## EXPLORE THE MATERIAL
1. Please rewrite the paragraph of the article on the Iran nuclear talks that begins "The fixation with the number of centrifuges" as a short list that keeps its main facts.
2. Reproduce the article on the Iran nuclear talks word for word from "The US fixation" to "of 19,000 installed).".

## READING TEXT
* * * * * * *

The Iran nuclear talks: Too big to fail?

The best reasons for optimism in Vienna are the disastrous consequences of failure. But that is not enough to guarantee success

Among all the rubble left by decades of distrust littering the road to a nuclear deal, there is one outsize boulder that dwarfs the rest. For domestic political reasons, the Obama administration needs to demonstrate that Iran’s capacity to enrich uranium has been radically shrunk by any deal signed in Vienna. The Rouhani government has to demonstrate the very opposite in Tehran.

The fixation with the number of centrifuges is nonsensical on both sides. Iran does not need its existing enrichment capacity for its nuclear energy needs in the foreseeable future. Russia is contracted to supply the fuel for the Bushehr reactor until 2021, and ready to do so after that. The warranty on the Russian-built nuclear power station would be void if Iran used home-enriched fuel. It would be a dangerous thing to do. The contract for the two new reactors Moscow is going to build at Bushehr, with an option for six more, also envisages Russian-supplied fuel.

The US fixation on centrifuge numbers is only slightly less absurd. The idea is that Iran’s ‘breakout time’ (the period it would theoretically take for Tehran to amass enough fissile material for a warhead) should be at least a year. That implies an enrichment capacity of less than 4,000 SWU (separative work units) roughly equivalent to 4,000 of Iran’s current, inefficient centrifuges. At the moment, Iran has about 10,200 centrifuges in operation (out of a total of 19,000 installed).

* * * * * * *

## INFORMATION SHOWN
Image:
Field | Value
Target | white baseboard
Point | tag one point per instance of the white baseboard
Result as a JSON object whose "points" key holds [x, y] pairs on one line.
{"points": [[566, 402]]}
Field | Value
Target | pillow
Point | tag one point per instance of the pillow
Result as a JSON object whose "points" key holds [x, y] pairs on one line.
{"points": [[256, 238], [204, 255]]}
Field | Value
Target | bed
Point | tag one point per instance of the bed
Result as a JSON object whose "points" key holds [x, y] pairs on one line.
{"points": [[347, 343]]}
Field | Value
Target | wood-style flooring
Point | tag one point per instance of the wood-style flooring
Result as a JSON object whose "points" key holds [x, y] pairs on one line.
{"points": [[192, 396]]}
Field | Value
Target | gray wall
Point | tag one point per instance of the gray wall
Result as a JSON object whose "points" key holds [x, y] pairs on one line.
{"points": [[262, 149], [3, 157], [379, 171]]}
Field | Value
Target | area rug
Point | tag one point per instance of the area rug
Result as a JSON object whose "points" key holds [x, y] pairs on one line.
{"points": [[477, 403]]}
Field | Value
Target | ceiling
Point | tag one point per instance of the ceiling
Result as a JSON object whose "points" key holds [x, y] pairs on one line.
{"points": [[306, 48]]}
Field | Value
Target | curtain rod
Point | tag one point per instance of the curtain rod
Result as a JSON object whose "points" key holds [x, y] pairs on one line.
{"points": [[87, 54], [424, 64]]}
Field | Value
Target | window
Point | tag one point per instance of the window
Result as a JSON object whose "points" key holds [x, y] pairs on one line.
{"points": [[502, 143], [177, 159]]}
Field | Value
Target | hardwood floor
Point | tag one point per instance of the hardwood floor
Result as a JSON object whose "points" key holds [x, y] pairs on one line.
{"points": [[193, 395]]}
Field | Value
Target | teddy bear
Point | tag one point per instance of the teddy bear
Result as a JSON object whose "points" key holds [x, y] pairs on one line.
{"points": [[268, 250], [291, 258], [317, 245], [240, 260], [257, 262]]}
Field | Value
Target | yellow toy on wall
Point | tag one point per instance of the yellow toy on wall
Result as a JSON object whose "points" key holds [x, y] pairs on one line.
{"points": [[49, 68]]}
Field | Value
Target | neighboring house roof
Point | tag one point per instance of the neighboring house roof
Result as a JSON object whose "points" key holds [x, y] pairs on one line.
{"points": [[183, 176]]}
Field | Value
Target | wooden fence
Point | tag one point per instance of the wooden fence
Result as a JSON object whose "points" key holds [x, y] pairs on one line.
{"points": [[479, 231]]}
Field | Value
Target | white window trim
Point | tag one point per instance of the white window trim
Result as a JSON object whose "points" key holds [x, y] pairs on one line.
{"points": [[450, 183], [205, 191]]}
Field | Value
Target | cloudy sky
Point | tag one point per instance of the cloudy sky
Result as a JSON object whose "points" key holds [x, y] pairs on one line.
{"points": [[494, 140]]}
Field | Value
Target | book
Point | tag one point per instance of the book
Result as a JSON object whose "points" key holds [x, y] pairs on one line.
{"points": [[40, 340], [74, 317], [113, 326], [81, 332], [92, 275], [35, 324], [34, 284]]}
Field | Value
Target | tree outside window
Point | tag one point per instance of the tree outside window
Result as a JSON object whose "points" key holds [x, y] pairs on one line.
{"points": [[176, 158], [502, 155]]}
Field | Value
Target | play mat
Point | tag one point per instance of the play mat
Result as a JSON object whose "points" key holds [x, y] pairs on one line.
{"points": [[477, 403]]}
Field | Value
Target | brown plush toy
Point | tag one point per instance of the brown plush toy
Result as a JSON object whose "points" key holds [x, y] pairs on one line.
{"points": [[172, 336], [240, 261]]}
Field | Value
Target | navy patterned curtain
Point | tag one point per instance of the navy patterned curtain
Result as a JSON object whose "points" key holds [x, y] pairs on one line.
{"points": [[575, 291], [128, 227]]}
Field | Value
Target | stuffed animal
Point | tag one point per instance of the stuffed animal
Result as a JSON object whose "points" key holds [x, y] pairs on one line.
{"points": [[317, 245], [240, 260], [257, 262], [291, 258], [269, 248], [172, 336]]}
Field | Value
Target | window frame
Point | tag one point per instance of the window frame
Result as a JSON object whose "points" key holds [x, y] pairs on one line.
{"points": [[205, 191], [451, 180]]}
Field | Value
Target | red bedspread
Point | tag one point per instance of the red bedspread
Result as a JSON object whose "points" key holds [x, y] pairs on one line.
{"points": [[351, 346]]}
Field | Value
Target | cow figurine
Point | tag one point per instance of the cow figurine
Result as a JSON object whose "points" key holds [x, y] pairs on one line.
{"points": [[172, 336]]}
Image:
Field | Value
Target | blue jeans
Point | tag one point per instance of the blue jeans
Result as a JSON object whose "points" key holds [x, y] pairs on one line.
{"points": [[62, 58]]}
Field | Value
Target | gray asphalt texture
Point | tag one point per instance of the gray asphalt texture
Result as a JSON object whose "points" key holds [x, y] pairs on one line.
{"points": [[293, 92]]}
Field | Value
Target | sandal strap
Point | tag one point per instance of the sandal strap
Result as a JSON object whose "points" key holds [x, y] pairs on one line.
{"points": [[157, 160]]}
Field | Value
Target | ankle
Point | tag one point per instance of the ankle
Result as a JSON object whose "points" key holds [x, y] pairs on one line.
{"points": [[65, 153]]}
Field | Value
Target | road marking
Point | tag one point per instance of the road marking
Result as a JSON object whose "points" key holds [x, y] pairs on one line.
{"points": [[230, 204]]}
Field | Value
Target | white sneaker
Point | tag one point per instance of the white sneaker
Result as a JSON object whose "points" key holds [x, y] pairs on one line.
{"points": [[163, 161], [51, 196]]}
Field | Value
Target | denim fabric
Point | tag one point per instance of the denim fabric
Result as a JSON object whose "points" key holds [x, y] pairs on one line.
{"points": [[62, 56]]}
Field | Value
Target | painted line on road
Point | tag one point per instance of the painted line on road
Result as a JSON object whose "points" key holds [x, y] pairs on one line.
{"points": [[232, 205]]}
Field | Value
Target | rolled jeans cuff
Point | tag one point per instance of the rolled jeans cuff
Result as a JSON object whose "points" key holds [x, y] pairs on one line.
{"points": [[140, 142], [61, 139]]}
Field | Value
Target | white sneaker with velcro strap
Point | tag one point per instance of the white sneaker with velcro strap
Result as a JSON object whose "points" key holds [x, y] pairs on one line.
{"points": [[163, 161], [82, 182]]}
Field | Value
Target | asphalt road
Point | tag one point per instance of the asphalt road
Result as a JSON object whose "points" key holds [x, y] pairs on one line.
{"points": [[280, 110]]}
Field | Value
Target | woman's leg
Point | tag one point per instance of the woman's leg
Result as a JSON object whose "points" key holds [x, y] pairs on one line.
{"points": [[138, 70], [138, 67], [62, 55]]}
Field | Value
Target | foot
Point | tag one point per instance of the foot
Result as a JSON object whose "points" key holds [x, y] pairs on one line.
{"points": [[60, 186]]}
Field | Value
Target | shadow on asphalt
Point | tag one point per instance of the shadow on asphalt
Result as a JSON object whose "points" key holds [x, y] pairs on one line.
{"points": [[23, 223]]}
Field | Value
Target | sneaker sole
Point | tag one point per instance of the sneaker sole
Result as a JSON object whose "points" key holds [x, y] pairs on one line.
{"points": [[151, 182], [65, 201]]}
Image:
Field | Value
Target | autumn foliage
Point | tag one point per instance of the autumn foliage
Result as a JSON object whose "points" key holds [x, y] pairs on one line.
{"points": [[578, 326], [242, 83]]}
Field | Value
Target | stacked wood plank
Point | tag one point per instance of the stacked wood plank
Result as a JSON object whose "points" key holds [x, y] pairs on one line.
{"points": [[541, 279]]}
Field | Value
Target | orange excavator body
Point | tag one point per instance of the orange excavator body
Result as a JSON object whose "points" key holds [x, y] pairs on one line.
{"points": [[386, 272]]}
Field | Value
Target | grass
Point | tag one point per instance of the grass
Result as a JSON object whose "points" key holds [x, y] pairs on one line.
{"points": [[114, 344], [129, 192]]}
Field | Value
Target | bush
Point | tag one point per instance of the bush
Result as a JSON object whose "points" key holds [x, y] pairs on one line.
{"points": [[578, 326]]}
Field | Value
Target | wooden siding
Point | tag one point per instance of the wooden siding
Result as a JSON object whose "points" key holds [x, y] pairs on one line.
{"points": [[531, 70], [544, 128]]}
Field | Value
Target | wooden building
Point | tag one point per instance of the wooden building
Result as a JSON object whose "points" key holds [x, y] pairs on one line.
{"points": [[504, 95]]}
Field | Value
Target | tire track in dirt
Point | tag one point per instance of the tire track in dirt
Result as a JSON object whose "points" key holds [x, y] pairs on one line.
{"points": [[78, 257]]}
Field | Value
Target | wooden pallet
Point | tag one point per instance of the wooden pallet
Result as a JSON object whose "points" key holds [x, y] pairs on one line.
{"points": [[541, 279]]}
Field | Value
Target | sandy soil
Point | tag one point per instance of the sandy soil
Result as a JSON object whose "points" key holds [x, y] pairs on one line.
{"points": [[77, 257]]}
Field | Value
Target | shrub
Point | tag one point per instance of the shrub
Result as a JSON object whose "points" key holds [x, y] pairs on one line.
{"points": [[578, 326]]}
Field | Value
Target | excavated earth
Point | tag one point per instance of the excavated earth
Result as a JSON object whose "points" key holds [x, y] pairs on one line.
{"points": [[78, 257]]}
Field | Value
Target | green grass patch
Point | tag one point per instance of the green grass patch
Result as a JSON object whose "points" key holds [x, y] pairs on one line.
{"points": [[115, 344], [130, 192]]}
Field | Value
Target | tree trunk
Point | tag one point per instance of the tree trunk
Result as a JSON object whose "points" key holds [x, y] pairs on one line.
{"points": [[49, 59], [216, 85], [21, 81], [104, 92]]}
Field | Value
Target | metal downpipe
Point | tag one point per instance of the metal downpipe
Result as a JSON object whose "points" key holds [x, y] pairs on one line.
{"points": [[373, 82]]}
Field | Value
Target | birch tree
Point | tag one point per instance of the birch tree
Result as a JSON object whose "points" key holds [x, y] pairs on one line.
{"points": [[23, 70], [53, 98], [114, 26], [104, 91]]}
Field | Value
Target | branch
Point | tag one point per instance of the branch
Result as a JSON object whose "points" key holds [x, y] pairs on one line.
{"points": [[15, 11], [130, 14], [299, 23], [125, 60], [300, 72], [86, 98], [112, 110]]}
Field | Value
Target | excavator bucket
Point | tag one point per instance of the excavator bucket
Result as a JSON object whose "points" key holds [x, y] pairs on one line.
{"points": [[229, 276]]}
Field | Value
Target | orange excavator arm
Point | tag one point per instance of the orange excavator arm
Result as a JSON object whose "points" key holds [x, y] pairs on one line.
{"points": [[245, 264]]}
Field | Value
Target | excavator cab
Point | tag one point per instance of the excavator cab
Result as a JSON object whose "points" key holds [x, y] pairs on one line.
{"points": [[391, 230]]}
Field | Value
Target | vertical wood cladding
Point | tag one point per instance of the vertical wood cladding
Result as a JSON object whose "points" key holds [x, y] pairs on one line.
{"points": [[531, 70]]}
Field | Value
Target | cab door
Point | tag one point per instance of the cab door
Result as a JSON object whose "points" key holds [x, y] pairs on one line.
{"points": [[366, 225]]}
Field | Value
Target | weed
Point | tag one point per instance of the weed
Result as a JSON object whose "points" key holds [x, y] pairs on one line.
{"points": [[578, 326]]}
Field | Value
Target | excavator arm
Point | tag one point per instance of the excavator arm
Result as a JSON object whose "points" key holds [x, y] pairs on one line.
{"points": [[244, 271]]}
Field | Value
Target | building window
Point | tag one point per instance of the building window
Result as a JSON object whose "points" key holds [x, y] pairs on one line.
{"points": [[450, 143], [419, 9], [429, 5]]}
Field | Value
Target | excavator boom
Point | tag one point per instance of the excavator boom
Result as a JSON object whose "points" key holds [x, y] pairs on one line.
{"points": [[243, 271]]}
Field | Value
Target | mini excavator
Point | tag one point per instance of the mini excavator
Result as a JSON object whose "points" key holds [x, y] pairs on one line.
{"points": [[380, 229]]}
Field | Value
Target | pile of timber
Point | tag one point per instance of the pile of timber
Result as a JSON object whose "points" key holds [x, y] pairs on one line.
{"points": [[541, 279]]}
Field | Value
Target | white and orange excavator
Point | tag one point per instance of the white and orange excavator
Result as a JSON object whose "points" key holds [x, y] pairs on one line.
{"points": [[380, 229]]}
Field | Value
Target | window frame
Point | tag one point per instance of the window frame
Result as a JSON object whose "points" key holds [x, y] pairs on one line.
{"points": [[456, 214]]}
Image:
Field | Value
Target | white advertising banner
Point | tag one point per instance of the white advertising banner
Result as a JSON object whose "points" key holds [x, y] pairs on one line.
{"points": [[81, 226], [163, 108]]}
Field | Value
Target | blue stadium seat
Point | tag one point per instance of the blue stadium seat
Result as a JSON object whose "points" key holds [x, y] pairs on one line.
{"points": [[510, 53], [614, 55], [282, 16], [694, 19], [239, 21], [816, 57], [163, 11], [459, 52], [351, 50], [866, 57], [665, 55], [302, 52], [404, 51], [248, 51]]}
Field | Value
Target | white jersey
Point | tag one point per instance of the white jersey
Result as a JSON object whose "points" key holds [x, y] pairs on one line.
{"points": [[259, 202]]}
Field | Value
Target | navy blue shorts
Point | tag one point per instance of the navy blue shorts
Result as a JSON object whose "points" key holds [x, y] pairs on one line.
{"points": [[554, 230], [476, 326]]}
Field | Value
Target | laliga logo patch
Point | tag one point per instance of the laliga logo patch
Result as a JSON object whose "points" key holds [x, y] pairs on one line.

* * * * * * *

## ANSWERS GIVEN
1.
- Both sides' focus on centrifuge numbers makes no sense.
- Iran does not need its current enrichment capacity for its nuclear energy needs in the foreseeable future.
- Russia is contracted to supply fuel for the Bushehr reactor until 2021 and is ready to continue after that.
- Using home-enriched fuel would void the warranty on the Russian-built plant and would be dangerous.
- The contract for two new Russian-built reactors at Bushehr, with an option for six more, also provides for Russian-supplied fuel.

2.
The US fixation on centrifuge numbers is only slightly less absurd. The idea is that Iran’s ‘breakout time’ (the period it would theoretically take for Tehran to amass enough fissile material for a warhead) should be at least a year. That implies an enrichment capacity of less than 4,000 SWU (separative work units) roughly equivalent to 4,000 of Iran’s current, inefficient centrifuges. At the moment, Iran has about 10,200 centrifuges in operation (out of a total of 19,000 installed).